PROTECTING NATURE THROUGH LANGUAGES* PUBLISHED

R. PAȘCALĂU1, S. STANCIU1, Laura ȘMULEAC1, A. ȘMULEAC1, C. SĂLĂȘAN1, Alina- Andreea URLICĂ1 1 Banat’s University of Agriculture Science and Veterinary Medicine “King Michael I of Romania” from Timisoara laurasmuleac@usab-tm.ro
At the crossroads of biology, language sciences and anthropology, scientists have wondered whether, speaking of nature, the human species, in the diversity of languages, speaks the same thing. In Europe, we almost all use a variant of the Latin “natura", which becomes "nature” in French and English, "natür" in German, or náttúran »" in Icelandic. These words for “nature” almost always come from liturgical languages (Latin, Arabic, Sanskrit, Pali.) and are therefore defined in specific religious and cultural contexts. The "wilderness" in the United States, for example, emerges in an American context of conquest of the West that shapes the vision of a wilderness, where humans have no place. In South-East Asia, "thoamachat" refers to a nature made up of great cycles, which encompass both the race of the stars as well as that of the seasons or biological cycles. In India, the "prakrti" carries rather the very dynamic idea of a perpetual creative hatching. Thus, protecting “nature," "wilderness," "thoamachat" or "praktri” does not have the same meaning. Thus, understanding the concept hidden behind these words have major implications for conservation policy. They assess that the American hegemonic vision of the wilderness, disseminated around the world and institutionalized by some NGOs, may conflict with the conservation methods of other countries shaped in different cultural contexts. Nature in France, for example, has been built up a lot with man and his pastoral or landscape activities, as demonstrated, among other things, by our conservation policies in the form of regional parks in which fields and villages can be found, which is inconceivable for the concept of "wilderness". All the actors of conservation policies (scientists, rulers, agents of international institutions, even teachers) strives not to participate in the dissemination of the dominant vision, but to propose policies and practices that take into account the natural and cultural substrate of the country in which they would be established.

====

**Exercise description:**
Decide whether each statement agrees with the abstract on nature and language, answering yes or no and quoting the deciding words of the abstract: (a) words for "nature" almost always come from liturgical languages; (b) in India, "prakrti" refers to a nature made up of great cycles such as those of the stars and seasons; (c) French regional parks can include fields and villages. The listing comes from a separate source, unrelated to the abstract.

**Data listing:**
====

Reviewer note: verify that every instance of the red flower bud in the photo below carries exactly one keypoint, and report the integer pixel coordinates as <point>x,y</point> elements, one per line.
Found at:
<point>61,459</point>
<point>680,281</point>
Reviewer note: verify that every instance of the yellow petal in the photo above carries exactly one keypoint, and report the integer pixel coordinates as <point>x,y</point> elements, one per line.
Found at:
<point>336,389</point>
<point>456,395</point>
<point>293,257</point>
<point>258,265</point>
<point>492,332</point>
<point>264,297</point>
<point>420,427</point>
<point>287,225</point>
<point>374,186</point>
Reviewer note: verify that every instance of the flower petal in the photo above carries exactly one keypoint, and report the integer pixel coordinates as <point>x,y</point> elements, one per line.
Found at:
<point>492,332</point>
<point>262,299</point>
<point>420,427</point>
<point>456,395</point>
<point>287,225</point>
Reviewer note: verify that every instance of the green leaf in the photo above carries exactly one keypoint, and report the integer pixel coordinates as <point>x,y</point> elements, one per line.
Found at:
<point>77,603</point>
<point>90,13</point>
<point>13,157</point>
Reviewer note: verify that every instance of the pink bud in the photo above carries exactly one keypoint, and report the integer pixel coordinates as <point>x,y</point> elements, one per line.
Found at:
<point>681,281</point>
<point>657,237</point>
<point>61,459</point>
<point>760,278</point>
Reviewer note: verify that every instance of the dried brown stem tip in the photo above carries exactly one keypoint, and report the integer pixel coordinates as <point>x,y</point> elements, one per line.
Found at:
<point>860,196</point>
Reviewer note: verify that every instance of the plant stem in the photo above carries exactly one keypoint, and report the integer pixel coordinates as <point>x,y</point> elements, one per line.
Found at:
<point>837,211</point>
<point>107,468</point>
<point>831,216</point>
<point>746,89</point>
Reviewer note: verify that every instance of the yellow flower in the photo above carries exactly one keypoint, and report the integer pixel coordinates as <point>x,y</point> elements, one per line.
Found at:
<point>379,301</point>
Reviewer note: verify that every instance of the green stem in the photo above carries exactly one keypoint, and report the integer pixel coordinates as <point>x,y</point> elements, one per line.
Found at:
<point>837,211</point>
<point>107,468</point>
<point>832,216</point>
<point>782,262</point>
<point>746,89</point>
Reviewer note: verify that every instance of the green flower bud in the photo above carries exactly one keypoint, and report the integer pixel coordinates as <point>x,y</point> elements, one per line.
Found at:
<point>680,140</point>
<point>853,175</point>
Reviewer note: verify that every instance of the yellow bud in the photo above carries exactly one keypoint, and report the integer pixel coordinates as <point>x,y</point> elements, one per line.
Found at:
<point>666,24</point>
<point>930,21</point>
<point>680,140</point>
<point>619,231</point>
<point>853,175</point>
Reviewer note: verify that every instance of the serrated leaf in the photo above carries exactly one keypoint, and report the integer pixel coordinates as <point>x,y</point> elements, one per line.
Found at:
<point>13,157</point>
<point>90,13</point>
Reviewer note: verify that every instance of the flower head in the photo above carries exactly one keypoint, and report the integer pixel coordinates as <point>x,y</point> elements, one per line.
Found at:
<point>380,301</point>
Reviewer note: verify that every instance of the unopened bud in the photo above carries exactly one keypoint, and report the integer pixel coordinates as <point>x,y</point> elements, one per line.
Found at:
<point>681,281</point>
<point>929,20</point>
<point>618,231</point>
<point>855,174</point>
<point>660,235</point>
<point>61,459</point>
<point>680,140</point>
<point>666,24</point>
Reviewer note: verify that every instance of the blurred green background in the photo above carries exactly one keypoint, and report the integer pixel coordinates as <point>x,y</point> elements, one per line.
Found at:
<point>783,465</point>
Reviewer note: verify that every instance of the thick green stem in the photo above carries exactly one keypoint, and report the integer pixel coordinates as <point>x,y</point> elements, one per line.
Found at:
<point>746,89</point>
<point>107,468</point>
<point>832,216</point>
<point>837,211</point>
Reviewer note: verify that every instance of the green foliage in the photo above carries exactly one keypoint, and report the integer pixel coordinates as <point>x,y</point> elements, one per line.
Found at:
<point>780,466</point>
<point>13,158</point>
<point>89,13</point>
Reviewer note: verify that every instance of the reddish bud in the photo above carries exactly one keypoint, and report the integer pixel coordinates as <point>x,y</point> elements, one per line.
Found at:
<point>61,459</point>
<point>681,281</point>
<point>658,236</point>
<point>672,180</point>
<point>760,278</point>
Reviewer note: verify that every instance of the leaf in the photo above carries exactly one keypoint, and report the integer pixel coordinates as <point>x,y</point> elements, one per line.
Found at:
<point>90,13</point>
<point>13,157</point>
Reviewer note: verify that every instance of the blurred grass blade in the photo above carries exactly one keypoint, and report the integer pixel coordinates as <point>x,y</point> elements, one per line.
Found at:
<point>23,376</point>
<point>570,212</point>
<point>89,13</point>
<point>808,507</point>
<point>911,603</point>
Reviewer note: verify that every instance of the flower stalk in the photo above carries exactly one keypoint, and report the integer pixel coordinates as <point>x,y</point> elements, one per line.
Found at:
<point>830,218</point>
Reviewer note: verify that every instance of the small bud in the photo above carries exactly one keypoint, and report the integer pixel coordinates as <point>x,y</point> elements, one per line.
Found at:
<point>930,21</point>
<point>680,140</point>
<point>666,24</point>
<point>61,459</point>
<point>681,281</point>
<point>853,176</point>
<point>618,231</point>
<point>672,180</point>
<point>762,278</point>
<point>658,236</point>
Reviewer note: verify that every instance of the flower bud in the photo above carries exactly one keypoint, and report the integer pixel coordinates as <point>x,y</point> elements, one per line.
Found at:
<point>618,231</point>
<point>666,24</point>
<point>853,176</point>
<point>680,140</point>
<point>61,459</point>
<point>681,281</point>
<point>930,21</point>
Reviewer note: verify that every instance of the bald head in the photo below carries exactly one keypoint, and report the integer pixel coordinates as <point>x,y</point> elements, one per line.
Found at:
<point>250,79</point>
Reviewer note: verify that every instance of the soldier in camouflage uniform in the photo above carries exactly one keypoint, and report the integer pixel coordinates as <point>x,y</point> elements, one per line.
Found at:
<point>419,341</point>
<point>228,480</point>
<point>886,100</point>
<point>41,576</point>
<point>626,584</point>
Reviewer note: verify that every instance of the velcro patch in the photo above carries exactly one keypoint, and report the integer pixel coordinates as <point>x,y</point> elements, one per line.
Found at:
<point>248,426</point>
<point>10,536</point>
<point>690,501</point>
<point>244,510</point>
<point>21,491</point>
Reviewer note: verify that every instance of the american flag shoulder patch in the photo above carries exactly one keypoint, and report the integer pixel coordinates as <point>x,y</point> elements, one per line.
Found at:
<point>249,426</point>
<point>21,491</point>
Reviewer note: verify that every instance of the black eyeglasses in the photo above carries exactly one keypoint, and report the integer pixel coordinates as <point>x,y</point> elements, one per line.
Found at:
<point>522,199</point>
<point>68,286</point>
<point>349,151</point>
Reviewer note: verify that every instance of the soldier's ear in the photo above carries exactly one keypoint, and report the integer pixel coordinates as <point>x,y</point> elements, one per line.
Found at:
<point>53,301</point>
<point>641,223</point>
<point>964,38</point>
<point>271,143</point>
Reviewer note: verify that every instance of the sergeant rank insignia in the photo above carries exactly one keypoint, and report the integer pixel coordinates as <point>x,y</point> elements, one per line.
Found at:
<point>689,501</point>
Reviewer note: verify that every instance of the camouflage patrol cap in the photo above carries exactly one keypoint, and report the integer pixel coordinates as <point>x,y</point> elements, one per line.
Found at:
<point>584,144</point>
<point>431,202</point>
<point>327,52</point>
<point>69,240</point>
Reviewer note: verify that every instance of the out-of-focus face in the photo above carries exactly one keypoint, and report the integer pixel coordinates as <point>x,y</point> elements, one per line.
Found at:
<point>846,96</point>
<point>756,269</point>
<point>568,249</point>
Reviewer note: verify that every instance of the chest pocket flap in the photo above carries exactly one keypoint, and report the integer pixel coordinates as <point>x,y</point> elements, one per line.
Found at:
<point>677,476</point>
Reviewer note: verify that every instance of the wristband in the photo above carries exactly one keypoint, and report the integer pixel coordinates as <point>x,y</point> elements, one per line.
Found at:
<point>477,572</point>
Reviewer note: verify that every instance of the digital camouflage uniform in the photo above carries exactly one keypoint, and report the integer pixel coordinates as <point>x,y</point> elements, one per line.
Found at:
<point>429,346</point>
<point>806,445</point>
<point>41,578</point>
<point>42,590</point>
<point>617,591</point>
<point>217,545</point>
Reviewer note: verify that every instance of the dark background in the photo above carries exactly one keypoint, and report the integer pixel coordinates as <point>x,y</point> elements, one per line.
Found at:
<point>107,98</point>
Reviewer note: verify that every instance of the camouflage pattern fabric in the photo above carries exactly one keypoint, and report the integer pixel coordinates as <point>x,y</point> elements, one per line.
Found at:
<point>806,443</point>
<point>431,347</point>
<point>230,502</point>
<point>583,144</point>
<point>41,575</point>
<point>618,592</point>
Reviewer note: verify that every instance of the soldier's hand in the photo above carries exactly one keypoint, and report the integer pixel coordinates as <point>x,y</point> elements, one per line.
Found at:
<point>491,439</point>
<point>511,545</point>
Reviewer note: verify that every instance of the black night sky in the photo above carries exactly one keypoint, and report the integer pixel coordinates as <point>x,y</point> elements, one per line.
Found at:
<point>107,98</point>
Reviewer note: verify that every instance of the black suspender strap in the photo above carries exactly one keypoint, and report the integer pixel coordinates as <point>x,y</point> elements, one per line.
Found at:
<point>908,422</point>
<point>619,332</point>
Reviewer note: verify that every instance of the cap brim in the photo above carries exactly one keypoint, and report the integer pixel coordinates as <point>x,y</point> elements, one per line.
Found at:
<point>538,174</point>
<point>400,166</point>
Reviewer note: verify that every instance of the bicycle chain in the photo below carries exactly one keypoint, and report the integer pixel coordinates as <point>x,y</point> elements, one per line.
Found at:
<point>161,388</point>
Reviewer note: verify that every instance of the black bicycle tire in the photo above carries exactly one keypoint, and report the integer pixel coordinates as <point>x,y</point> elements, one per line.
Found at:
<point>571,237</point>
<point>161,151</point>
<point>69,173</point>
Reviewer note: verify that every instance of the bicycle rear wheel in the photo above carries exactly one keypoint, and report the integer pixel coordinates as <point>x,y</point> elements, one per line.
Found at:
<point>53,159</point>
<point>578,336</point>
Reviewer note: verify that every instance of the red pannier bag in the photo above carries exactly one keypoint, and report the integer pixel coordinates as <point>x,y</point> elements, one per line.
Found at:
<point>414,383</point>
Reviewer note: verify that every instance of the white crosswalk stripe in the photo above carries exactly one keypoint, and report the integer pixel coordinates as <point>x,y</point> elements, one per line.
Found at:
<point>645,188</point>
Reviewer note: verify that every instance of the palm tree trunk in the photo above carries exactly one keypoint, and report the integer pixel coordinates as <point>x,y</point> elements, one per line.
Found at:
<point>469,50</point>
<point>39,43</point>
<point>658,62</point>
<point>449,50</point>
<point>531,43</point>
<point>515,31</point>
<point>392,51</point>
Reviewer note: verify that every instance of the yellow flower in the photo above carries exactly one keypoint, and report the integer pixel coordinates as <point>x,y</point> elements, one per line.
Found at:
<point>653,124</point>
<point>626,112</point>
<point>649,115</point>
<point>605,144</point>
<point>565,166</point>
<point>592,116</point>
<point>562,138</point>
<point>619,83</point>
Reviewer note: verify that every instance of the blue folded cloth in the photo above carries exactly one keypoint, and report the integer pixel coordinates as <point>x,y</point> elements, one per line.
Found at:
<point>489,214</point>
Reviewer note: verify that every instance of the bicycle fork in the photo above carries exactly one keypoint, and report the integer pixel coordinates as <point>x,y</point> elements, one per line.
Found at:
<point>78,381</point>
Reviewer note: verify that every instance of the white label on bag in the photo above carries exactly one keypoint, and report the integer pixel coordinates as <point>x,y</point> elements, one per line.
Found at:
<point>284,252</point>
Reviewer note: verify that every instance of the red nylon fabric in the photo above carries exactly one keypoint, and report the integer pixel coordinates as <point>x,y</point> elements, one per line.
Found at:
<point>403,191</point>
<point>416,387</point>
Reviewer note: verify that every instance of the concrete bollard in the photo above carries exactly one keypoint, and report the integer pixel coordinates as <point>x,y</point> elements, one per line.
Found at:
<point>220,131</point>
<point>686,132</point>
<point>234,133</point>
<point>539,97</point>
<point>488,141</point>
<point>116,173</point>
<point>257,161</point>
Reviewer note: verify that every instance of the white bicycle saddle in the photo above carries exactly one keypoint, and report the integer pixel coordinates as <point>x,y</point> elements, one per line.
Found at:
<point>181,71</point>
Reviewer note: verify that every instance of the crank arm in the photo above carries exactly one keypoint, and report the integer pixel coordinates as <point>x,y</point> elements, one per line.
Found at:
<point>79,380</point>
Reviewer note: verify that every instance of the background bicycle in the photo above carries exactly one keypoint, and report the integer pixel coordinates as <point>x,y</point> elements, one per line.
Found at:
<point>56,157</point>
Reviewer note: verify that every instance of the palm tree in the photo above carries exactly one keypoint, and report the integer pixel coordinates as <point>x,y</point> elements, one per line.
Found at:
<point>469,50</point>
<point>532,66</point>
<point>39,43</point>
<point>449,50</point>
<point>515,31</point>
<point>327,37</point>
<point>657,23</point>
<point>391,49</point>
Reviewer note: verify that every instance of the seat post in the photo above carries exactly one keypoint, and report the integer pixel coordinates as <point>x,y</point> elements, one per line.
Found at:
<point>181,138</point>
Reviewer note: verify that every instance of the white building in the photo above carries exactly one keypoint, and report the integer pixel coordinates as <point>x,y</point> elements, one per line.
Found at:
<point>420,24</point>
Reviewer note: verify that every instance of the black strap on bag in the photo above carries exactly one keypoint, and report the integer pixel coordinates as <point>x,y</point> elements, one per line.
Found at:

====

**Solved problem:**
(a) Yes: "These words for “nature” almost always come from liturgical languages"
(b) No: "the "prakrti" carries rather the very dynamic idea of a perpetual creative hatching"
(c) Yes: "regional parks in which fields and villages can be found"